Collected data
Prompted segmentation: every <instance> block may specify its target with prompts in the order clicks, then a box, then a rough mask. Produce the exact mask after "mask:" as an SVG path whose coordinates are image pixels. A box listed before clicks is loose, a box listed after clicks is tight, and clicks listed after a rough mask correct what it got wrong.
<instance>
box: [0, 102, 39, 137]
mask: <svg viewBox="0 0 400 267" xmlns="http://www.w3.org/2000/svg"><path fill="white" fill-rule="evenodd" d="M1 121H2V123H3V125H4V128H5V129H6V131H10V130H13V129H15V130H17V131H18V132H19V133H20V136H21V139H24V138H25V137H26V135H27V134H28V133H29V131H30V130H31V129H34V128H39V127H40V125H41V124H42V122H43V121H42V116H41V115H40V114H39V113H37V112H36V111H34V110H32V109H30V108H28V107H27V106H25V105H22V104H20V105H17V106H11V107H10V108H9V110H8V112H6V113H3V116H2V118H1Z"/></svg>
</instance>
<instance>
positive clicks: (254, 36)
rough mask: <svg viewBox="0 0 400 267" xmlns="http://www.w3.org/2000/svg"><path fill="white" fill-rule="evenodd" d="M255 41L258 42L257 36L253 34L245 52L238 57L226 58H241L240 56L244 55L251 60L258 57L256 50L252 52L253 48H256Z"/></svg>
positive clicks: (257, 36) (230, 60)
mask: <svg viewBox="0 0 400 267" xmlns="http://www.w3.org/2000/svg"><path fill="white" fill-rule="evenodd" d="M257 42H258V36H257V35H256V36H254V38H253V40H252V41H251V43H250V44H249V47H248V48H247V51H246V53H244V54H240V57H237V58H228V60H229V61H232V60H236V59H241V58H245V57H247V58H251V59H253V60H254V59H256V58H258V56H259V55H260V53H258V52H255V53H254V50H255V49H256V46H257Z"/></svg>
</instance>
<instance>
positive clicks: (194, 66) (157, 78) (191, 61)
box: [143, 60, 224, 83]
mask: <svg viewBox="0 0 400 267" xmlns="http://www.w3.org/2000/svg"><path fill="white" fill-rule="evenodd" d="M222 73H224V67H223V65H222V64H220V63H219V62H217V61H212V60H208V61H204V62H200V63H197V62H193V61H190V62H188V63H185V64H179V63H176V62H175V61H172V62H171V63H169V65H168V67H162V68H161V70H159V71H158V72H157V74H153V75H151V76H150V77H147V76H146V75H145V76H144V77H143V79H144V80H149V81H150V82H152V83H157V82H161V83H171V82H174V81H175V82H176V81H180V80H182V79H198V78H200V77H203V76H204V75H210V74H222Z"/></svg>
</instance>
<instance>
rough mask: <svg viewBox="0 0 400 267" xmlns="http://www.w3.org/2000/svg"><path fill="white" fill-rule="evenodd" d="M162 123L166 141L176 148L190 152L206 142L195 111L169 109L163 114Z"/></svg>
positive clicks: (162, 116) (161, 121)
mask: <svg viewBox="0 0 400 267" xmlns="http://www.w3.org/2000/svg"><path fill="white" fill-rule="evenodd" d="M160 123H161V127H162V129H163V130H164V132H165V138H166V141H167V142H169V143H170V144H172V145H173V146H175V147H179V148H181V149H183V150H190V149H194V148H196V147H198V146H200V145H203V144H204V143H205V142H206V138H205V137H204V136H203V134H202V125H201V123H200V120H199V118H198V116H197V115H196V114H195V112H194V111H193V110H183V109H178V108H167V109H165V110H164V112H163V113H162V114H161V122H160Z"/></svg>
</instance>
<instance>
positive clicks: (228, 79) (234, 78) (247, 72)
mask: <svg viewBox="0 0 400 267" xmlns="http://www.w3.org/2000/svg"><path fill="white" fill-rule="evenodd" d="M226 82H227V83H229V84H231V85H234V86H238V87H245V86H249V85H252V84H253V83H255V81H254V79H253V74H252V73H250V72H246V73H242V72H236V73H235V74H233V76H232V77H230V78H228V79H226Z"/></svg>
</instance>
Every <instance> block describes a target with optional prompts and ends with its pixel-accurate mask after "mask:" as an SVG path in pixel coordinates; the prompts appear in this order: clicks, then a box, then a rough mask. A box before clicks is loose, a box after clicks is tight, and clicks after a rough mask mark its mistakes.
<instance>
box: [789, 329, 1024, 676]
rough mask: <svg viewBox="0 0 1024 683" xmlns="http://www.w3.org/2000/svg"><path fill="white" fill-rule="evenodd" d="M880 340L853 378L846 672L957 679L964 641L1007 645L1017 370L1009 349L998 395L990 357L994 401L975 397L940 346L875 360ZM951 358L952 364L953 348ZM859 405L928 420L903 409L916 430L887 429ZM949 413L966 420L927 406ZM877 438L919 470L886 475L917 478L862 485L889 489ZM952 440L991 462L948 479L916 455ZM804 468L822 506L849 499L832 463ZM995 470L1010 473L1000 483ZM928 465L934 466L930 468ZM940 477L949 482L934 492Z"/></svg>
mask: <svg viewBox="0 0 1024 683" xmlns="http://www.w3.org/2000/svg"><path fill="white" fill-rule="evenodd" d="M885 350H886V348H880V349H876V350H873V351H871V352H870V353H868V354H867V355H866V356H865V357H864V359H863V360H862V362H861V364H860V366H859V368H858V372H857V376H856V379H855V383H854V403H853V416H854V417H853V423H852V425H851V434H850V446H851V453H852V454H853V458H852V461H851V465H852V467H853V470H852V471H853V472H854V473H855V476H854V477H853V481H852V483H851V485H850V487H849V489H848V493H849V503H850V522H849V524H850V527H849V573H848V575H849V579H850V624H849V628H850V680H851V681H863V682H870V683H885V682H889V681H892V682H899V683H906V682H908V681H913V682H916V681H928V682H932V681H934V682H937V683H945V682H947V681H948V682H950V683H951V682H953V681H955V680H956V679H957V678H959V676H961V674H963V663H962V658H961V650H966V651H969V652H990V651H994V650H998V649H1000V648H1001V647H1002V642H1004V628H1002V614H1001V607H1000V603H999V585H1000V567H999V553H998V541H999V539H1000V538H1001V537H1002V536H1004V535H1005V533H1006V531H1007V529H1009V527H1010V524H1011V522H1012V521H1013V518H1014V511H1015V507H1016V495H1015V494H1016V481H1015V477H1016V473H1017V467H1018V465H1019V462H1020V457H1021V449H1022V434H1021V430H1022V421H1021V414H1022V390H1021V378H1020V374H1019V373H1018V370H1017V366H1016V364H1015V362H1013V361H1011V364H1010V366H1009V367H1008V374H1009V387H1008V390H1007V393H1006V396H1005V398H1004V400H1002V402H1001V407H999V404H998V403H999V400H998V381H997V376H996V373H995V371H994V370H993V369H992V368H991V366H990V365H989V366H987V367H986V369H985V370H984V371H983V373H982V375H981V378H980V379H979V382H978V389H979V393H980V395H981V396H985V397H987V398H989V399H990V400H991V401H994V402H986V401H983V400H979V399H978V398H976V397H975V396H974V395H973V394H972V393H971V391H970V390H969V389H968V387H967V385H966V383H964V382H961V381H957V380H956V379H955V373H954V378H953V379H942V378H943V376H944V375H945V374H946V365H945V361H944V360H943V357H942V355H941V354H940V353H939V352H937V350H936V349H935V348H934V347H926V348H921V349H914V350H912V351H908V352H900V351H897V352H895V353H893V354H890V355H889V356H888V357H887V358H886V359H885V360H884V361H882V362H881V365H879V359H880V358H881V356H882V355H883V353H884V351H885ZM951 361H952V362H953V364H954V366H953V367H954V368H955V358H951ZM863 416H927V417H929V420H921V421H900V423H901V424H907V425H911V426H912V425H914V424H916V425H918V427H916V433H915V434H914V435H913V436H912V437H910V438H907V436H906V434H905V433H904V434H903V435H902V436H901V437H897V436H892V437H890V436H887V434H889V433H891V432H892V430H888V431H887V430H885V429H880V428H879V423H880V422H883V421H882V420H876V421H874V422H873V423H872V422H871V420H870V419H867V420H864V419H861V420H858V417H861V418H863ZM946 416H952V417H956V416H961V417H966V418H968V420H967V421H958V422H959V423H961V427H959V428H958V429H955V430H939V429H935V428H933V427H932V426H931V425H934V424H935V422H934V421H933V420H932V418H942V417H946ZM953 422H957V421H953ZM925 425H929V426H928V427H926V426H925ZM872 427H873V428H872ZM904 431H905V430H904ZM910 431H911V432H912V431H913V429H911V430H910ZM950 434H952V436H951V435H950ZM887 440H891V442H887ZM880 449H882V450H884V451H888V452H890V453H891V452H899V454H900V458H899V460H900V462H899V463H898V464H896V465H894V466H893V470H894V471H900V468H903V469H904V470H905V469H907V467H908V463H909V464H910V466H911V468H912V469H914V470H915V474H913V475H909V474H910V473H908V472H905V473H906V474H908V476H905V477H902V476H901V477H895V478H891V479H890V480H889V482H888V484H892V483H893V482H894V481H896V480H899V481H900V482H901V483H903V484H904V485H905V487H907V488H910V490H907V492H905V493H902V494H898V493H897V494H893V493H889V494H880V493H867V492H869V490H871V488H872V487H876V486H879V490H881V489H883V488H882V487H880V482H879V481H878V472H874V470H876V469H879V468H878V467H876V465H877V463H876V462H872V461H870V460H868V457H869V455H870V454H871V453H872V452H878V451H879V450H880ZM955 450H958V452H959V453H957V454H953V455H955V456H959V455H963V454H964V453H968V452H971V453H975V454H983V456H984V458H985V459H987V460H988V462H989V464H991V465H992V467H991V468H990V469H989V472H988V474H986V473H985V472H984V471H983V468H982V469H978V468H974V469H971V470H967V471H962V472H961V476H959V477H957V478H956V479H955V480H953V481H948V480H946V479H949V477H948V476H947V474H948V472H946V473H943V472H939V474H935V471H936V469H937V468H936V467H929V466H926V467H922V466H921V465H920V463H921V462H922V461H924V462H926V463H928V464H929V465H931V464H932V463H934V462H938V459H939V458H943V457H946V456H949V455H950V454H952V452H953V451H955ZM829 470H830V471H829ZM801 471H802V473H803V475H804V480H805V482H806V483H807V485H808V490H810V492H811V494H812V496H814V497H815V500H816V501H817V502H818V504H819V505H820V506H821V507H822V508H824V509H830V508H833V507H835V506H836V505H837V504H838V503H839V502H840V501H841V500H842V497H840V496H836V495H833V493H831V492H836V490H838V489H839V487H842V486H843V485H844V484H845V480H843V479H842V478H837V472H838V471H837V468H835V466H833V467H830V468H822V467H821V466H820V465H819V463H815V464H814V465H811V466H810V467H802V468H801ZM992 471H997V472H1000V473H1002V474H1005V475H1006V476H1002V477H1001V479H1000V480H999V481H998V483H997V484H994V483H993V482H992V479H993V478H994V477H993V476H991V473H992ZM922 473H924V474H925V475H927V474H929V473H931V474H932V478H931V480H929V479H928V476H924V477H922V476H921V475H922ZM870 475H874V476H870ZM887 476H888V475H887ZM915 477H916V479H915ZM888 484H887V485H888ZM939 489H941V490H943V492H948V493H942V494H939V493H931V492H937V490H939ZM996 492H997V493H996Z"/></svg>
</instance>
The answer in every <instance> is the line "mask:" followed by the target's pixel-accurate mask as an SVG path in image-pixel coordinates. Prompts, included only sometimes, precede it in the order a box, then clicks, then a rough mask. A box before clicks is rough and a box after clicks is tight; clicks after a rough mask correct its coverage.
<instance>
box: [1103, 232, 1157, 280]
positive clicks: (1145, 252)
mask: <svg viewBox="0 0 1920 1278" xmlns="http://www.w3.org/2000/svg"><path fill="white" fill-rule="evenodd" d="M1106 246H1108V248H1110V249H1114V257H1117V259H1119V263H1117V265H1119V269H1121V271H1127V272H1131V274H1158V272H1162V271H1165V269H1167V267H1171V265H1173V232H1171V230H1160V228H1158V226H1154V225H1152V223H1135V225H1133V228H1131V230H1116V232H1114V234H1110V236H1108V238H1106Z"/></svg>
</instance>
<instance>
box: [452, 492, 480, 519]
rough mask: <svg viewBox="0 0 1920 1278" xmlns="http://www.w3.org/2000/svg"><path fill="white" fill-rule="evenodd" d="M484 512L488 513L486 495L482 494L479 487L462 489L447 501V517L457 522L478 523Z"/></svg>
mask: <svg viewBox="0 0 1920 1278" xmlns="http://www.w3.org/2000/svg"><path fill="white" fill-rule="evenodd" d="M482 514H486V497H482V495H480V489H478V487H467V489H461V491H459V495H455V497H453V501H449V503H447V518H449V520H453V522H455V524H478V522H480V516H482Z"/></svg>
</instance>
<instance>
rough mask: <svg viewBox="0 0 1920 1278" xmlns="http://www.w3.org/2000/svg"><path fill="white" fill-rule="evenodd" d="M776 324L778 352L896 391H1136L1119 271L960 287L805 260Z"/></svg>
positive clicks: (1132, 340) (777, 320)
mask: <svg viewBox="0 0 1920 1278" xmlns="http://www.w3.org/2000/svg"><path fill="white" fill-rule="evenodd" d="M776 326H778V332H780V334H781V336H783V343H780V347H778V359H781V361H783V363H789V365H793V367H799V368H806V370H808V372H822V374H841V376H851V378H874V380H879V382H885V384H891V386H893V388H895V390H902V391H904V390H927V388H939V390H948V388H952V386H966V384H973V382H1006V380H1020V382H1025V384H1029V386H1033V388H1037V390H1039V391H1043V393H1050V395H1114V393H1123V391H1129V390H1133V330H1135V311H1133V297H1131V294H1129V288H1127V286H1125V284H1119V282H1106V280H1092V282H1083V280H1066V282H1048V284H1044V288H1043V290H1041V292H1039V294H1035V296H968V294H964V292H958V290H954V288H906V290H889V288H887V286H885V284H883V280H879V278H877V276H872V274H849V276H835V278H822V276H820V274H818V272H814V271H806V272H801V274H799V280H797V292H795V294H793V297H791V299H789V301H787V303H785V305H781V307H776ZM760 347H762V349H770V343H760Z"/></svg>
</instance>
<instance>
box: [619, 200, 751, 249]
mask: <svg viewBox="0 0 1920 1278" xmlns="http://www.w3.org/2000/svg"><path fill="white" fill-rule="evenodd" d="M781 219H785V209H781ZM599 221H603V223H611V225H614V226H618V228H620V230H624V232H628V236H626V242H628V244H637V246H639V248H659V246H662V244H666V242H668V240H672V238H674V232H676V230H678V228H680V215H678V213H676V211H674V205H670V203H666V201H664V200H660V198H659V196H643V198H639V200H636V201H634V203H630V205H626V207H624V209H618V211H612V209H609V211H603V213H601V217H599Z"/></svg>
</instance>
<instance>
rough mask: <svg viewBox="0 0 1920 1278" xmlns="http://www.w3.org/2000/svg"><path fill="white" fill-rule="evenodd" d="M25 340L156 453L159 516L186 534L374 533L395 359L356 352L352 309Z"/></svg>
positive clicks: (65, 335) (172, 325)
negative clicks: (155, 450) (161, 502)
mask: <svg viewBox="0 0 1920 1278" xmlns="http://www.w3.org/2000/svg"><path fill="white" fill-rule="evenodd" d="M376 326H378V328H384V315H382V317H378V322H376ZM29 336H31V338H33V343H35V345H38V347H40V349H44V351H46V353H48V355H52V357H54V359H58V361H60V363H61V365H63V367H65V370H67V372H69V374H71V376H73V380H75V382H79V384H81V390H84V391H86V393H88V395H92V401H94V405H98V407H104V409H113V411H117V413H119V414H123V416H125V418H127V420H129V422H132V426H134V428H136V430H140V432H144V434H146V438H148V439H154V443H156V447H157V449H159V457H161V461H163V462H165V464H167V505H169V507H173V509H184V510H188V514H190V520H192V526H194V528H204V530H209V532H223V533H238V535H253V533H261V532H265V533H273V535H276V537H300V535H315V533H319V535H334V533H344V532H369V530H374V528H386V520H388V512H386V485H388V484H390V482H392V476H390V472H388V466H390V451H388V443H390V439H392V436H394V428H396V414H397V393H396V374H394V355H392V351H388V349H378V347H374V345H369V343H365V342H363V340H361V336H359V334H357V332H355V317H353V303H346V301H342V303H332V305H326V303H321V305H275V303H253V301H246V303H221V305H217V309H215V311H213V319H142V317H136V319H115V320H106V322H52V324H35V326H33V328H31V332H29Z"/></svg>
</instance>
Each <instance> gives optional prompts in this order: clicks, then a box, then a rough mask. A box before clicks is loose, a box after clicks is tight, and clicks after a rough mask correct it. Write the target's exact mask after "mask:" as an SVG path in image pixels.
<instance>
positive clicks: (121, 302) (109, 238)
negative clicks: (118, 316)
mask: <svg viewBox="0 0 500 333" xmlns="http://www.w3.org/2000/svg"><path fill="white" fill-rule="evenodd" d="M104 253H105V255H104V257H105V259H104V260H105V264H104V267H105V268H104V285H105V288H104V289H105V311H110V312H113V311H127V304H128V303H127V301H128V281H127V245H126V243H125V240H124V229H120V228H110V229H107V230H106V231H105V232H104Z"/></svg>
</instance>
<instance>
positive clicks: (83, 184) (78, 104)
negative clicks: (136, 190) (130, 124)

Exercise aim: Transcribe the records above from the line holding "123L166 141L176 148L190" down to the line holding "box: [789, 329, 1024, 676]", inclusive, without adding anything.

Response:
rough mask: <svg viewBox="0 0 400 267" xmlns="http://www.w3.org/2000/svg"><path fill="white" fill-rule="evenodd" d="M162 123L166 141L176 148L190 152L206 142L195 111L169 109L163 114Z"/></svg>
positive clicks: (162, 116) (161, 121)
mask: <svg viewBox="0 0 400 267" xmlns="http://www.w3.org/2000/svg"><path fill="white" fill-rule="evenodd" d="M160 123H161V127H162V129H163V130H164V132H165V138H166V141H167V142H169V143H170V144H172V145H173V146H175V147H179V148H181V149H183V150H190V149H194V148H196V147H198V146H200V145H203V144H204V143H205V142H206V138H205V137H204V136H203V134H202V125H201V123H200V120H199V118H198V116H197V115H196V114H195V112H194V111H193V110H183V109H178V108H167V109H165V110H164V112H163V113H162V114H161V122H160Z"/></svg>
</instance>
<instance>
positive clicks: (228, 79) (234, 78) (247, 72)
mask: <svg viewBox="0 0 400 267" xmlns="http://www.w3.org/2000/svg"><path fill="white" fill-rule="evenodd" d="M226 82H227V83H229V84H231V85H234V86H238V87H245V86H249V85H252V84H253V83H255V81H254V79H253V74H252V73H250V72H246V73H242V72H236V73H235V74H233V76H232V77H230V78H228V79H226Z"/></svg>
</instance>
Every <instance> block describes a target with optional prompts and ends with its pixel-accurate mask after "mask:" as an SVG path in pixel coordinates; the prompts appear in this order: clicks, then a box, then a rough mask. A box before clicks is loose, a box after clicks is tight, and clicks after a rough mask mark its mistakes.
<instance>
box: [789, 329, 1024, 676]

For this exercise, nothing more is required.